BEGIN Source extract
Since I am “recovering” data scientist, I thought that once in awhile, it would be good deviate from my more management consulting articles and eyeball the bigdata landscape to see if something interesting has happened.
What!?! It seems like you cannot read an article without encountering yet another treatise on bigdata or at the very least, descriptions of the “internet of things.”
That’s true, but if you look under the hood, the most important benefits of the bigdata revolution have really been on two fronts. First, recent bigdata technologies have decreased the cost of analytics and this makes analytics more easily available to smaller companies. Second, the bigadata bandwagon has increased awareness that analytics are needed to run the business. Large companies could long afford the investments in analytics which made corporate size an important competitive attribute. The benefits from analytics should not lead to a blanket and unthoughtful endorsement of analytics. Not every business process, product or channel needs overwhelming analytics. You want, however, analytics to be part of the standard toolkit for managing the value chain process and decision making.
The ability to process large amounts of data, beyond what mainframes could do, has been with us for years-twenty to thirty years The algorithms developed decades ago are similar to the algorithms and processing schemes pushed in the bigdata world today. Teradata helped created the MPP database and SQL world. AbInitio (still available) and Torrent (with their Orchestrate product sold to IBM eventually) defined the pipeline parallelism and data parallelism data processing toolchain world. Many of the engineers at these two ETL companies came from Thinking Machines. The MPI API defined parallel processing for the scientific world (and before that PVM and before that…).
All of these technologies were available decades ago. Mapreduce is really an old lisp concept of map and fold which was available in parallel from Thinking Machines even earlier. Today’s tools build on the paradigms that these companies created in the first pass of commercialization. As you would expect, these companies built on what had occurred before them. For example, parallel filesystems have been around for a long time and were present on day one in those processing tools mentioned above.
Now that the hype around mapreduce is declining and its limitations are finally becoming widely understood, people recognize that mapreduce is just one of several parallel processing approaches. Free from the mapreduce-like thinking, bigdata toolchains can finally get down to business. The bigdata toolchains realize that sql query expressions are a good way to express computations. Sql query capabilities are solidly available in most bigdata environments. Technically, many of the bigdata tools provide “manual” infrastructure to build the equivalent sql commands. That is, they provide the parsing, planning and distribution of the queries to independent processing nodes.
I consider the current bigdata “spin” that started a about 1-2 years ago healthy because it increased the value of other processing schemes such as streaming, real-time query interaction and graphs. To accommodate these processing approaches, the bigdata toolchains have changed significantly. Think SIMD, MIMD, SIPD and all the different variations.
I think the framework developers have realized that these other processing approaches require a general purpose parallel execution engine. An engine that AbInitio and others have had for decades. You need to be able to execute programs using a variety of processing algorithms where you think of the “nodes” as running different types of computations and not just a single mapreduce job. You need general purpose pipeline and data parallelism.
We see this in the following open-source’ish projects:
- Hadoop now as a real resource and job management subsystem that is a more general parallel job scheduling tool. It is now useful for more genera parallel programming.
END Source extract
Stated problem 1:
In the records below, turn the lines starting at the one that contains "Expected: for every instance of the bird, the" and ending at the one that contains "[[121, 145], [143, 125]]" into a numbered list, leaving out any blank lines.
BEGIN Records for the exercise
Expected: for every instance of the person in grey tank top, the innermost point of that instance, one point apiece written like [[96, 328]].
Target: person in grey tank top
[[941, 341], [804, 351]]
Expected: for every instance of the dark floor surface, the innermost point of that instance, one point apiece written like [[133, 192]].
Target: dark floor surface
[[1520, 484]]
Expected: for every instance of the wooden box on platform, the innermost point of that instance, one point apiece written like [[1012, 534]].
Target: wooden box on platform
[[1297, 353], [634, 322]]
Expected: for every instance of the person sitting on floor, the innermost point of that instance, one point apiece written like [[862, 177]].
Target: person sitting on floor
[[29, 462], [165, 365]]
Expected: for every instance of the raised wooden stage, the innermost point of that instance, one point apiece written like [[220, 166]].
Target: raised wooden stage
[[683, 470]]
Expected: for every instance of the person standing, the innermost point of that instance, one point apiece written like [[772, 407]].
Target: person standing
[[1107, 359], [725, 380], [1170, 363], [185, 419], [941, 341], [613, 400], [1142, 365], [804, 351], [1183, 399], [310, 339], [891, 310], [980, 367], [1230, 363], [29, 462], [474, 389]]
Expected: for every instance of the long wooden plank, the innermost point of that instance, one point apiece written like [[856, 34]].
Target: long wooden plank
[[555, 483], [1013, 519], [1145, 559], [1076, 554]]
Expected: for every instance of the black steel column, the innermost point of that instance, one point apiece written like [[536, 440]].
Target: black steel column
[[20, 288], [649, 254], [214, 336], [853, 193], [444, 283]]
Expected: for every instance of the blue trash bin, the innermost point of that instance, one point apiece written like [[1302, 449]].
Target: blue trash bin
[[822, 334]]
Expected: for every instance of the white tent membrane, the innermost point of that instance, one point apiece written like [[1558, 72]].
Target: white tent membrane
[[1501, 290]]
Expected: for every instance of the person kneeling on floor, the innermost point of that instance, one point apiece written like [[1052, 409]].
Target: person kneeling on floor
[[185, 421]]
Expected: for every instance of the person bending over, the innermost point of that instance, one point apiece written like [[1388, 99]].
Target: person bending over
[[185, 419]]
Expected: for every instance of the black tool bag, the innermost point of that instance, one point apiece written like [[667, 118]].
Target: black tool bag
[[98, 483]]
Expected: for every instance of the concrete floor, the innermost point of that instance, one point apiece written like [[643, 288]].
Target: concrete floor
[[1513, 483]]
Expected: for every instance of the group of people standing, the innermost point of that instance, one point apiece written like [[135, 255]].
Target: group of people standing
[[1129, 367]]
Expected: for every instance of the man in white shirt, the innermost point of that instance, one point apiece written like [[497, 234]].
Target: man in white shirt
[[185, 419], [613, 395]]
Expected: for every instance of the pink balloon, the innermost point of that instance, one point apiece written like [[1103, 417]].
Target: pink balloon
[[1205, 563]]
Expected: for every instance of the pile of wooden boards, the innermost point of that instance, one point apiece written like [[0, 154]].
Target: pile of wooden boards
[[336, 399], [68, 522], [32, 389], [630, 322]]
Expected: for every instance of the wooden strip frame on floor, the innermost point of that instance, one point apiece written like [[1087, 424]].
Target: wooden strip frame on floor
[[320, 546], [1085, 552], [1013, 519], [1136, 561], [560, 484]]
END Records for the exercise
BEGIN Records for the exercise
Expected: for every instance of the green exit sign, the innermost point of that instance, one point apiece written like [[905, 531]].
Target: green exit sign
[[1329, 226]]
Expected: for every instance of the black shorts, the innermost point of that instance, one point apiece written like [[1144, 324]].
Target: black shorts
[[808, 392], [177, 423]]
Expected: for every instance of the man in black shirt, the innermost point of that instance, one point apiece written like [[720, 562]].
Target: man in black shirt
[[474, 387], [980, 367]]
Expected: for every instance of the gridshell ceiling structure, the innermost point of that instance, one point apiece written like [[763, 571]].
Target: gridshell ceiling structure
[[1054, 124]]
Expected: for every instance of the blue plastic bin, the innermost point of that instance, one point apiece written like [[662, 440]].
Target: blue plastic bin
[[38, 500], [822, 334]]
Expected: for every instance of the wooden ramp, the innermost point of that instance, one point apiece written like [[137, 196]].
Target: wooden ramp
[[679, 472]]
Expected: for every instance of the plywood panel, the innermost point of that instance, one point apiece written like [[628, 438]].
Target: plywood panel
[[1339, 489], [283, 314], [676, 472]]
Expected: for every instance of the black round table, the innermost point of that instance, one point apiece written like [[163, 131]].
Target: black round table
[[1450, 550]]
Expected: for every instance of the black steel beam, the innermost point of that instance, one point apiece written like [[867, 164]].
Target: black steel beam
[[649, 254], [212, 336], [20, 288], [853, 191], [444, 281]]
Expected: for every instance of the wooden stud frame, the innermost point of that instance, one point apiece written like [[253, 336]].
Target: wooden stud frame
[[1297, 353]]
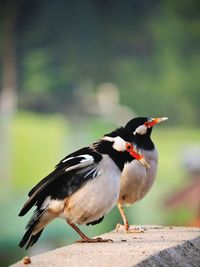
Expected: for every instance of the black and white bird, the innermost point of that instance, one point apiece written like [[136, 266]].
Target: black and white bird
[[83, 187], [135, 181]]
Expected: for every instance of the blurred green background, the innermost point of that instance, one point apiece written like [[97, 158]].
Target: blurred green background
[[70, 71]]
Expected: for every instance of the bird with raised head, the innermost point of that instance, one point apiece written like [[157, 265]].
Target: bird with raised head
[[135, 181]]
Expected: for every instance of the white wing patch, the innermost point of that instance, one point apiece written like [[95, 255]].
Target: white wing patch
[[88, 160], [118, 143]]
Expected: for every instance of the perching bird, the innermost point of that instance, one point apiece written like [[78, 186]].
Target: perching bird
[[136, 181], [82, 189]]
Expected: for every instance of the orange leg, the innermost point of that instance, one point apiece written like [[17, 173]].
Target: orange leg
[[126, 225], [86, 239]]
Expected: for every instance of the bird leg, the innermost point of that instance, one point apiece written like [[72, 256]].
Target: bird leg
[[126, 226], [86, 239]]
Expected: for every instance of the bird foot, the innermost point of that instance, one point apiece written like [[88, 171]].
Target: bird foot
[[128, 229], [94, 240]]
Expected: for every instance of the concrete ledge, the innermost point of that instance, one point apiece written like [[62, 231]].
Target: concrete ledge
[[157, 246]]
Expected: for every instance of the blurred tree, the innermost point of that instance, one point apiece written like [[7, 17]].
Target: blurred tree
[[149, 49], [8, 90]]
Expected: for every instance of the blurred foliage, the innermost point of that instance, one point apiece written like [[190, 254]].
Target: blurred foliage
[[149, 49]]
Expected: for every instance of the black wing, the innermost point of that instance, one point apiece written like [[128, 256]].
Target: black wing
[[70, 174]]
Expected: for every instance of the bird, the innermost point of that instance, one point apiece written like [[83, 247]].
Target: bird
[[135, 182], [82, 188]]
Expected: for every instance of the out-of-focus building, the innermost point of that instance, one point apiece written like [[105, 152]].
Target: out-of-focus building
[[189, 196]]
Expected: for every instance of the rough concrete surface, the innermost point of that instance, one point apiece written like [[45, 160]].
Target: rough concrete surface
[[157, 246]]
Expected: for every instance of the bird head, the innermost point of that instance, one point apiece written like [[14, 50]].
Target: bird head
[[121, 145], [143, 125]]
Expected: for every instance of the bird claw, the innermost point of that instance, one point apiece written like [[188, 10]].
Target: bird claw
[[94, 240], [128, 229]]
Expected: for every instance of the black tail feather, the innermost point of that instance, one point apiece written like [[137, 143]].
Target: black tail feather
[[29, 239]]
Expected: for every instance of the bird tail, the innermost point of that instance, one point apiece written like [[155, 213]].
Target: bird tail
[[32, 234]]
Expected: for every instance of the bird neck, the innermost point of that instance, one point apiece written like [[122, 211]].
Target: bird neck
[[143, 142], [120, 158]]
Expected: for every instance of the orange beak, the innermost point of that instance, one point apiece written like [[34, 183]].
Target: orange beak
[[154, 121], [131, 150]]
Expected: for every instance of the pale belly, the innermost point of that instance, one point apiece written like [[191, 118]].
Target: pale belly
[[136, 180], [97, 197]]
END Records for the exercise
Stated problem 2:
According to the article on the bigdata landscape, which company did many of the engineers at AbInitio and Torrent come from?

Written solution 1:
1. Expected: for every instance of the bird, the innermost point of that instance, one point apiece written like [[83, 247]].
2. Target: bird
3. [[135, 182], [82, 188]]
4. Expected: for every instance of the out-of-focus building, the innermost point of that instance, one point apiece written like [[105, 152]].
5. Target: out-of-focus building
6. [[189, 196]]
7. Expected: for every instance of the rough concrete surface, the innermost point of that instance, one point apiece written like [[45, 160]].
8. Target: rough concrete surface
9. [[157, 246]]
10. Expected: for every instance of the bird head, the innermost point of that instance, one point apiece written like [[14, 50]].
11. Target: bird head
12. [[121, 145], [143, 125]]

Written solution 2:
Thinking Machines.